*** Opening of Data for review ***

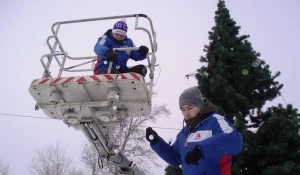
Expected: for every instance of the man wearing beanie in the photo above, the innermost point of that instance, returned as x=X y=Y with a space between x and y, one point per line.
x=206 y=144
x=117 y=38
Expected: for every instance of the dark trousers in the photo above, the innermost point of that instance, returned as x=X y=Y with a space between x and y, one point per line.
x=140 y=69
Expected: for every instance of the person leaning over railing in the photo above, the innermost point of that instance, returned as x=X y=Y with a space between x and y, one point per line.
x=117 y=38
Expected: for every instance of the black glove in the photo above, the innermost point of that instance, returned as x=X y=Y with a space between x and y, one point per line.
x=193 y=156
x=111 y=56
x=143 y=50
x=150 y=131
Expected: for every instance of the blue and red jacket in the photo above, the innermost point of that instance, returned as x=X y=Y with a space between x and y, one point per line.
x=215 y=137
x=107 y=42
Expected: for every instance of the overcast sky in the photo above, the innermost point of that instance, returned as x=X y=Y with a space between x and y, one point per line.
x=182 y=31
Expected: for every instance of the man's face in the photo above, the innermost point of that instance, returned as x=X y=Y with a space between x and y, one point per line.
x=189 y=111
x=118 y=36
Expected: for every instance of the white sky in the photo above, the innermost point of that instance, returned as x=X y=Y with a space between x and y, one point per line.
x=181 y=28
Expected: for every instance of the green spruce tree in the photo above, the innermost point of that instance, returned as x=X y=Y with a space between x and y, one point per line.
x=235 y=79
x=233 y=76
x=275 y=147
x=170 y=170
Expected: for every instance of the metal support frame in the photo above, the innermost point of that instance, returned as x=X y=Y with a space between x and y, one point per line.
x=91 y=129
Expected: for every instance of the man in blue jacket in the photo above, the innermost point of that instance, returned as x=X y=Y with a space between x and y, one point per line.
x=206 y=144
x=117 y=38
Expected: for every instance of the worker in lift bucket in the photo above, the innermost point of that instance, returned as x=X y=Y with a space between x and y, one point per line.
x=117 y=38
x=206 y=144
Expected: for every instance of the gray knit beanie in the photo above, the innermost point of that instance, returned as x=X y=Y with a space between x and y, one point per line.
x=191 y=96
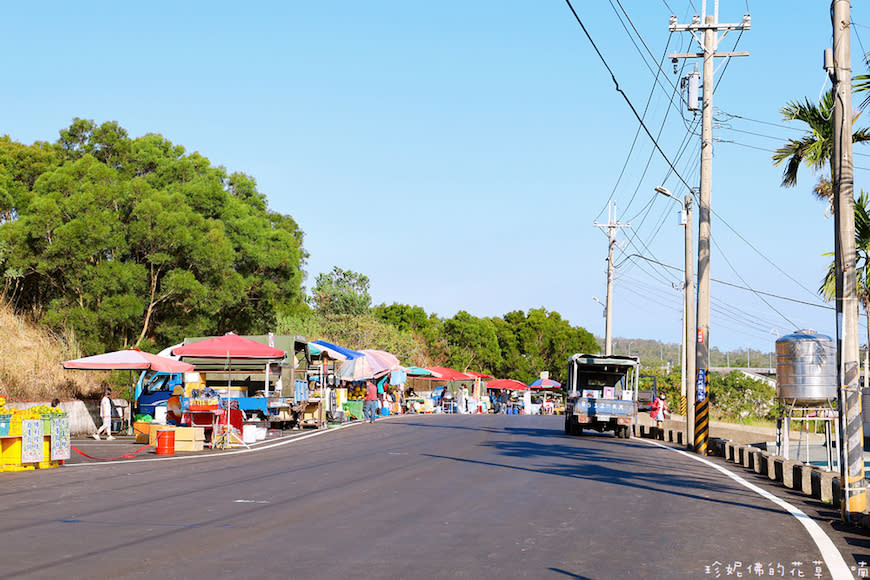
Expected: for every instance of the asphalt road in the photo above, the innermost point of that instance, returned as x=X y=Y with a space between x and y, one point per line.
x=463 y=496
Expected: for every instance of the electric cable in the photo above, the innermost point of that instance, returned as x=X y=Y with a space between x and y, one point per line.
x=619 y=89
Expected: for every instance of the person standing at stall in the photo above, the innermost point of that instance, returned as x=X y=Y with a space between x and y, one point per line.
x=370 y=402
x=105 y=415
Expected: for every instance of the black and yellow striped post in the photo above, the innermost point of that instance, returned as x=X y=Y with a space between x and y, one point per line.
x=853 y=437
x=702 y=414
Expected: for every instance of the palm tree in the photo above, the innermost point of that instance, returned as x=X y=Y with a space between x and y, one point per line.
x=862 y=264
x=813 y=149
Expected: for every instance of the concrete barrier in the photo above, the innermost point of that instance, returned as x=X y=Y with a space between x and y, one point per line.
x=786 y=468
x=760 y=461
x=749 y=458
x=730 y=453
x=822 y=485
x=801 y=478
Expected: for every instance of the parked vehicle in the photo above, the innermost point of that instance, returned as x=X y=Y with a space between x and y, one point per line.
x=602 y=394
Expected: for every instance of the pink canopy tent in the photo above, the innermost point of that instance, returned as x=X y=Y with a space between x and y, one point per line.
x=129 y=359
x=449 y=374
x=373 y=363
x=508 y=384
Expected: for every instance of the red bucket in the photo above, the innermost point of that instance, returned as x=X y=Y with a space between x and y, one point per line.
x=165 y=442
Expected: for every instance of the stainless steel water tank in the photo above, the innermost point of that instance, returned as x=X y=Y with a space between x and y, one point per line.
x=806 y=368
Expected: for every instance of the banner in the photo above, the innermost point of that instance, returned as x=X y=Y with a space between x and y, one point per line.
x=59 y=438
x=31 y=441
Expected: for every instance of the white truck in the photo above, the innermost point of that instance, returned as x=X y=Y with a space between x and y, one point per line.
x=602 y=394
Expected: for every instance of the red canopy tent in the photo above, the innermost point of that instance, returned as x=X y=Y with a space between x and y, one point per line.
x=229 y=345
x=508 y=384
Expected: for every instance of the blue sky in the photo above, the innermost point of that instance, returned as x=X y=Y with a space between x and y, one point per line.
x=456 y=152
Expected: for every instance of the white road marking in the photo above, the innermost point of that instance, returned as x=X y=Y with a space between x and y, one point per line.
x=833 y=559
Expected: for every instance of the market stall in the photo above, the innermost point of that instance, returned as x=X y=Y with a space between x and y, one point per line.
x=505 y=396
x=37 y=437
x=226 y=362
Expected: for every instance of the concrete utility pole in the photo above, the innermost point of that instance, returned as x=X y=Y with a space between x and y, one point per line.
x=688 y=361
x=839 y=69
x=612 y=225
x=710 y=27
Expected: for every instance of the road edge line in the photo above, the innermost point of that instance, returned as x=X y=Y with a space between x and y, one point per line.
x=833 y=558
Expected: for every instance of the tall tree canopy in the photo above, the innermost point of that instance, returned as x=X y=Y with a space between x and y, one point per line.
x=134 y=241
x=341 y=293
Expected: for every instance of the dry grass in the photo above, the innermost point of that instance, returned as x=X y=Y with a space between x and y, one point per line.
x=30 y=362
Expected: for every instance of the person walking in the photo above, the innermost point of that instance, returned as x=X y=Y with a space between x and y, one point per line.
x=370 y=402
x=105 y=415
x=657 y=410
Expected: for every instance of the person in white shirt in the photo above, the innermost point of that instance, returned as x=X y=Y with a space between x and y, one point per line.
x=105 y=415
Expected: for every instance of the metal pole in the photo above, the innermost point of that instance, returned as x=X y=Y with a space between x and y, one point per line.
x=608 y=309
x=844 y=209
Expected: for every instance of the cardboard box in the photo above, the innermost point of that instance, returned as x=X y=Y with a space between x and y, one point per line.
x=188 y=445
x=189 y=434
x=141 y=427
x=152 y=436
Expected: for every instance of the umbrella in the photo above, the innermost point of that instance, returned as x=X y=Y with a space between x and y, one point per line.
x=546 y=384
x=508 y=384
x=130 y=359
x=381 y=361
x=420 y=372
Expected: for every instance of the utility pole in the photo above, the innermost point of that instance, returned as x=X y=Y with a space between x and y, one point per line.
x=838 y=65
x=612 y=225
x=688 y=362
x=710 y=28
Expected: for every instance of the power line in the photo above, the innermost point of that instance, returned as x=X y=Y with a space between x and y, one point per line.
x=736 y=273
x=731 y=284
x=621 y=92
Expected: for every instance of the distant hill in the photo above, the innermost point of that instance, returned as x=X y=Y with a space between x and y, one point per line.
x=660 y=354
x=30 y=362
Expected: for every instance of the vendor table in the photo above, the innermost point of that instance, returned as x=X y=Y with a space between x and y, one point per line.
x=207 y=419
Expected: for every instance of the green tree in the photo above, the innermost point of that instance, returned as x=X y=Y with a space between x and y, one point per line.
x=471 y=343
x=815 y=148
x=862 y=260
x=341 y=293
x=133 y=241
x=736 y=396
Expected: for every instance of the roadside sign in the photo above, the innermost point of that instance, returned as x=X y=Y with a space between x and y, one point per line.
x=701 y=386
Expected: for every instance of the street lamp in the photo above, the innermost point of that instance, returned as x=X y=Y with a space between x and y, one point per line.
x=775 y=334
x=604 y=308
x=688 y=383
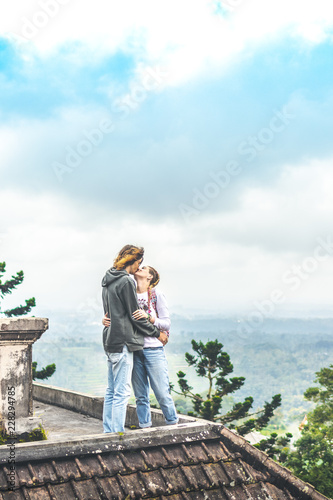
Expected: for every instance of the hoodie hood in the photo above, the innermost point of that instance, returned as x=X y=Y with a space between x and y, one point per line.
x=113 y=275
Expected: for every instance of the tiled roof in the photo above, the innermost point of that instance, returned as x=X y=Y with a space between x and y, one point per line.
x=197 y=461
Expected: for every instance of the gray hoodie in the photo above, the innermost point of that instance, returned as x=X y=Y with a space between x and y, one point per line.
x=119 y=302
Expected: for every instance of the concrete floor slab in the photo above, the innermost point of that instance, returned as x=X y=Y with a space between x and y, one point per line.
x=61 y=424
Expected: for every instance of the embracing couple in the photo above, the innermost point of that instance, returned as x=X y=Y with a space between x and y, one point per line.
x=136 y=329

*** Close of Data for review ***
*** Opening of Data for review ***

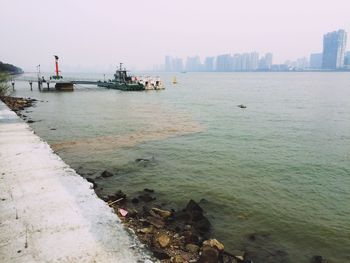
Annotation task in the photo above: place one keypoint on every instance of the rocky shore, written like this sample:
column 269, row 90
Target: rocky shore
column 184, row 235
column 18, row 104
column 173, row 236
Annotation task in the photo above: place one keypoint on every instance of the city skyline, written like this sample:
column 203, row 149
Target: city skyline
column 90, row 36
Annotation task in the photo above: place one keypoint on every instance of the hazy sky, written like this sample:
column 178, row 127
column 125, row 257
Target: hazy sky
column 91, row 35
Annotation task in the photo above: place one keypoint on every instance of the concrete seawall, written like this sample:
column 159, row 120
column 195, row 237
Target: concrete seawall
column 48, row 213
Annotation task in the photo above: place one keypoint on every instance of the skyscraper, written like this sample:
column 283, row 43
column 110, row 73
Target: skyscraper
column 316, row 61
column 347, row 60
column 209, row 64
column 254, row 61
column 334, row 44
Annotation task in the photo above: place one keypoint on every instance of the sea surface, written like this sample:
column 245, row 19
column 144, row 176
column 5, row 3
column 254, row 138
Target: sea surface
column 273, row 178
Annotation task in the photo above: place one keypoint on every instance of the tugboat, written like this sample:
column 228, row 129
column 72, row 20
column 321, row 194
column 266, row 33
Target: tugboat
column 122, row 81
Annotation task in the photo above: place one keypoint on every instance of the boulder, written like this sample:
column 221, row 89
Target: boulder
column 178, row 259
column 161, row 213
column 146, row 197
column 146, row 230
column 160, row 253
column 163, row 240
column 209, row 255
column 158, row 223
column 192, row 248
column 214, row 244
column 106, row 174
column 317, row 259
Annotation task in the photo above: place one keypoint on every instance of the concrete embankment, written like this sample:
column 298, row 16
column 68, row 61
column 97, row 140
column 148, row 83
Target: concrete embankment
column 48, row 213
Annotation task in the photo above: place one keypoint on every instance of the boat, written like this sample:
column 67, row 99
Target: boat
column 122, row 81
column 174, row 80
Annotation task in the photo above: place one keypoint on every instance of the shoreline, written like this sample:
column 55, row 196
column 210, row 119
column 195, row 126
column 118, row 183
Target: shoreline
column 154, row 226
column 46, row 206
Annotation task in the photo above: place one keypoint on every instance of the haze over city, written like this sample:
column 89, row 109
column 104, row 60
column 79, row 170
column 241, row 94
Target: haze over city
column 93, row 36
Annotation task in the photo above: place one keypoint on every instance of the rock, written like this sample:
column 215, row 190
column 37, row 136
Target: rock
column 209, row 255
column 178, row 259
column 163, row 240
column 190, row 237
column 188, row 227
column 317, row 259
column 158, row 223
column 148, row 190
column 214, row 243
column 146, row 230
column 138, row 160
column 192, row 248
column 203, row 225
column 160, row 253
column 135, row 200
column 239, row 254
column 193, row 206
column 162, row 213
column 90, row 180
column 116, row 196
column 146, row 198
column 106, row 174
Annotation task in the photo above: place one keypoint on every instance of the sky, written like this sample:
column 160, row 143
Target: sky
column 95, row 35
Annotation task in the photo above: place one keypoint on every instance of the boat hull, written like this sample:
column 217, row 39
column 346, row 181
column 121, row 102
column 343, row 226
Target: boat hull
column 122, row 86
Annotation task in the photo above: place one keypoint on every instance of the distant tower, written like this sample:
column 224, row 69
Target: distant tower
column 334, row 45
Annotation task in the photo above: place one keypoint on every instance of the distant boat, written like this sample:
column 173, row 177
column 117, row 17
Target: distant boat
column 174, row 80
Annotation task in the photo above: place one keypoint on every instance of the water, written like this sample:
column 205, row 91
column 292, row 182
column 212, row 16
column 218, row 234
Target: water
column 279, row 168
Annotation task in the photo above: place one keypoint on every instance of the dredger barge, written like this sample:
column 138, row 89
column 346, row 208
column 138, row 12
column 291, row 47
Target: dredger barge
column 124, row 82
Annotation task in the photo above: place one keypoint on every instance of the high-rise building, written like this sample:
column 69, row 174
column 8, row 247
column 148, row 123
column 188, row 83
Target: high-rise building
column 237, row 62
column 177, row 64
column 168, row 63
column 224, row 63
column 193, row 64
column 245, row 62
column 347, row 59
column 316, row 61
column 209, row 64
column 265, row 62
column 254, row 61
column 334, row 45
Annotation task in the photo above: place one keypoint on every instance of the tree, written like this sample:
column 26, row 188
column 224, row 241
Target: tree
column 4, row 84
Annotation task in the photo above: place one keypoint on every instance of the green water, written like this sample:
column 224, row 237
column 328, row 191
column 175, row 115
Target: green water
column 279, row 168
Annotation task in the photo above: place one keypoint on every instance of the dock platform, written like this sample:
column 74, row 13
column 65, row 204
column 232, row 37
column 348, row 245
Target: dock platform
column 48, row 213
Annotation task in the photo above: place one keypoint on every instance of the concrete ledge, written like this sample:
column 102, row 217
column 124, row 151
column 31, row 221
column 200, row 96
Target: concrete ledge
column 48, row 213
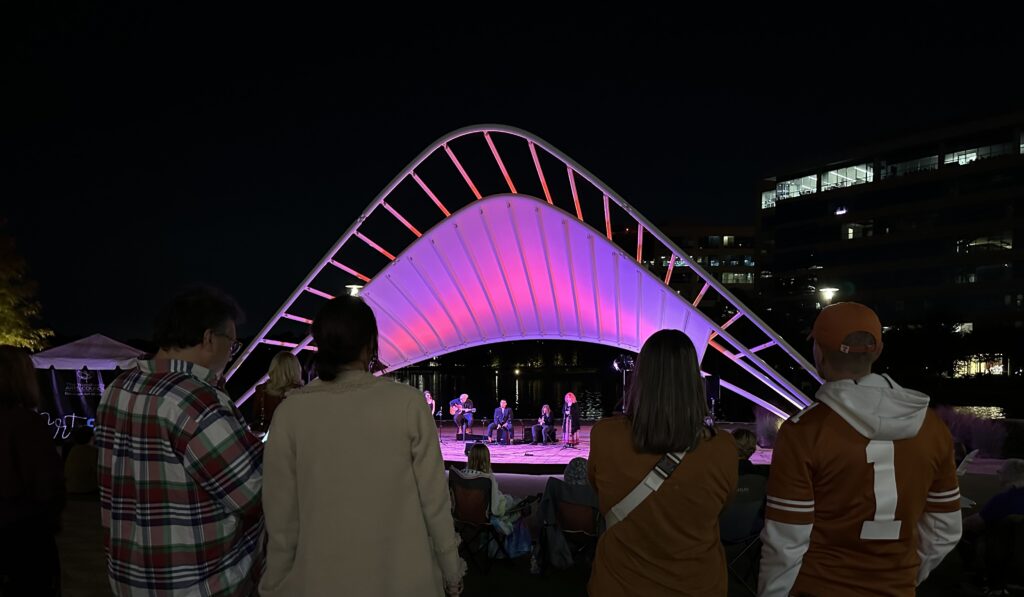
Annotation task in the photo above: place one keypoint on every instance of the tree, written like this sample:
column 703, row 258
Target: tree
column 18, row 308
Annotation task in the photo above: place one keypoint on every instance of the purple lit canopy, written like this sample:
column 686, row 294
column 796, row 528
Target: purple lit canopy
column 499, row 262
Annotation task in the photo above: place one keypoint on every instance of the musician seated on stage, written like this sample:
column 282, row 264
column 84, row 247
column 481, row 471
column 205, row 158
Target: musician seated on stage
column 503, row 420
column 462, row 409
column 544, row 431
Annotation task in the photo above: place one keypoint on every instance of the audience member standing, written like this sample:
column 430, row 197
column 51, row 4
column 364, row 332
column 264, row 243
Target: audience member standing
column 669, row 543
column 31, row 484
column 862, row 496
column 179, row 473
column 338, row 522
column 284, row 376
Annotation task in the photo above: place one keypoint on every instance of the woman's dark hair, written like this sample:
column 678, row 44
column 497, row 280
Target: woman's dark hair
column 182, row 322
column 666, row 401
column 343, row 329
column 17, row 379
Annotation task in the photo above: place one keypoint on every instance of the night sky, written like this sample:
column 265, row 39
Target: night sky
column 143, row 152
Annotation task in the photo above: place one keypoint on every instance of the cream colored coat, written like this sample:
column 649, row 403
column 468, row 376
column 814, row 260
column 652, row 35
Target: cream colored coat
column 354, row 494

*** Close of Data for review ***
*** Opening of Data for review ***

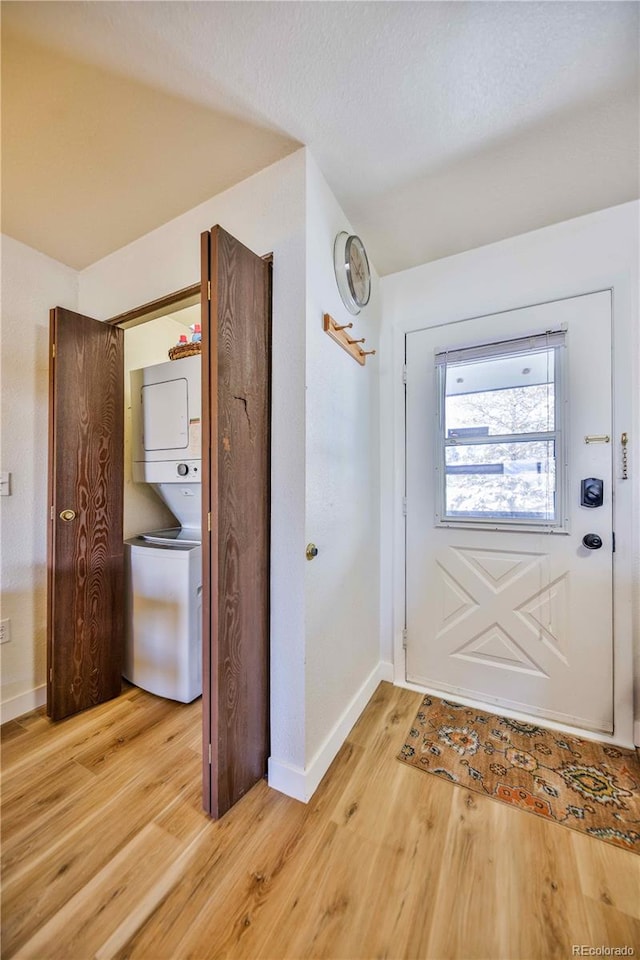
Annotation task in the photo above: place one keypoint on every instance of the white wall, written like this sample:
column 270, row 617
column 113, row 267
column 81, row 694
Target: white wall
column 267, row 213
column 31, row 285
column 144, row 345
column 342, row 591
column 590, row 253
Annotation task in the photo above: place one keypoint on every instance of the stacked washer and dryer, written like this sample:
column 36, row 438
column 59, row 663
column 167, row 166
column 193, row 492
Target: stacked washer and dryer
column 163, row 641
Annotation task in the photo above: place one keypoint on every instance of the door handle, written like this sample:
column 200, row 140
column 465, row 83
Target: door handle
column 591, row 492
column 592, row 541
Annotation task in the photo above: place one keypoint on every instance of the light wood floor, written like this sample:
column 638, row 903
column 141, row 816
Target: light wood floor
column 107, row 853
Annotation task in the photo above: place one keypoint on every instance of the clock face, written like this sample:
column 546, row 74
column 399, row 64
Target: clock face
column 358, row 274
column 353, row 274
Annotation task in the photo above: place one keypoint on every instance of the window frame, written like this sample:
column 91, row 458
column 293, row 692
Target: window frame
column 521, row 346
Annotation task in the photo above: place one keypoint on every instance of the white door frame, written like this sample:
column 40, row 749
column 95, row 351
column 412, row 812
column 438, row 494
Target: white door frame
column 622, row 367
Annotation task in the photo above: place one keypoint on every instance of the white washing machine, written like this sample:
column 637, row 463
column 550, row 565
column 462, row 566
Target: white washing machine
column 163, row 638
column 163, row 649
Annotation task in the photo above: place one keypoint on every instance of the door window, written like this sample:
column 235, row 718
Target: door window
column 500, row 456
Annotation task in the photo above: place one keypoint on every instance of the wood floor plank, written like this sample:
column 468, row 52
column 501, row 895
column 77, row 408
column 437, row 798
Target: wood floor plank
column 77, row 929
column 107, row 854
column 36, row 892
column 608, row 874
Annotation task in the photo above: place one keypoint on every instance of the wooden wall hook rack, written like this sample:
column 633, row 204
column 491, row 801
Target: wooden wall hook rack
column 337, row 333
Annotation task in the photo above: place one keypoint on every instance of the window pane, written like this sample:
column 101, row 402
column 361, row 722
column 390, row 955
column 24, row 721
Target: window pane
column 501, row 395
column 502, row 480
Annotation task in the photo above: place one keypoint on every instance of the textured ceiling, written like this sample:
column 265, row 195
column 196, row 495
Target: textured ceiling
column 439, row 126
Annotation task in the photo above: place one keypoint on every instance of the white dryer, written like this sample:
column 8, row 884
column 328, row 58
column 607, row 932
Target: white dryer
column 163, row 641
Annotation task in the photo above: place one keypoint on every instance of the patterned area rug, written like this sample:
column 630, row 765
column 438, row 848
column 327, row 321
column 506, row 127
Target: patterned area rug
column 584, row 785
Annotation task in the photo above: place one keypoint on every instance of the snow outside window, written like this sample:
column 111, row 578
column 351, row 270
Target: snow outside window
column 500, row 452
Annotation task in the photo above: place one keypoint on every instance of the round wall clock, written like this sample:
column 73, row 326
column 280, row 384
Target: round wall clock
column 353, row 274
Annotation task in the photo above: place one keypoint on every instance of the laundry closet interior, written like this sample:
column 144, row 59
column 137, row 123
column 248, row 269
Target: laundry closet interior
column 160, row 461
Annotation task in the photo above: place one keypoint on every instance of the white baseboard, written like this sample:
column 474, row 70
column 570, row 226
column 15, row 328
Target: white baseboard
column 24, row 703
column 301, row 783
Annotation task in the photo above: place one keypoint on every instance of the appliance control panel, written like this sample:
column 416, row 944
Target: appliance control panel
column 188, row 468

*** Close of Data for review ***

§ **What you are asked to do**
An exact, complete copy of the lines above from the one with "Target: boat hull" through the one with "distant boat, written" is the whole answer.

§ **Solution to this task**
Target: boat hull
column 122, row 86
Annotation task in the photo above: place one keypoint on every instance of the distant tower, written like this sample:
column 224, row 69
Target: distant tower
column 334, row 45
Annotation task in the photo above: place one keypoint on every instance of the distant boat, written like this sample:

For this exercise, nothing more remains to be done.